__Reading text__
Tuesday, March 5, 2013

When all else fails, read the box?

Tom has an eye doctor appointment tomorrow. (They shoot him in the eye. Yes, IN the eye.) So he is not in the mood to do much of anything the rest of the day. I will be driving him up to Mauston and back. Fortunately the snow storm we got was at the small end of the forecast, and travel should not be a problem.


I plan to cook something for dinner tomorrow to make things a bit simpler for him, and I was considering rice or spaghetti as the starch. In looking at the whole grain spaghetti box, I discovered that if I cook the whole box, this should make four portions according to the cooking directions. In the Nutrition Information box, however, I am told that the box contains 7 servings.

Obviously a portion is not the same as a serving.

Hmmm.

Now I am not sure how to interpret the information on the rice!

__Data__
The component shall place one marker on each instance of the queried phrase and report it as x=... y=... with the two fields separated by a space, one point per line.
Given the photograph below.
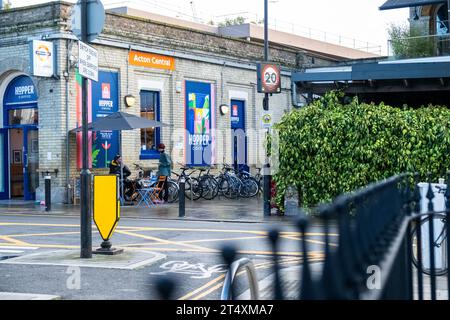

__Challenge 1__
Name every number in the blog post about the spaghetti box, counting those in the date and those spelled out in words.
__Challenge 2__
Copy the stretch of the blog post about the spaghetti box from "When all else" through "contains 7 servings.".

__Full answer 1__
5, 2013, four, 7

__Full answer 2__
When all else fails, read the box?

Tom has an eye doctor appointment tomorrow. (They shoot him in the eye. Yes, IN the eye.) So he is not in the mood to do much of anything the rest of the day. I will be driving him up to Mauston and back. Fortunately the snow storm we got was at the small end of the forecast, and travel should not be a problem.


I plan to cook something for dinner tomorrow to make things a bit simpler for him, and I was considering rice or spaghetti as the starch. In looking at the whole grain spaghetti box, I discovered that if I cook the whole box, this should make four portions according to the cooking directions. In the Nutrition Information box, however, I am told that the box contains 7 servings.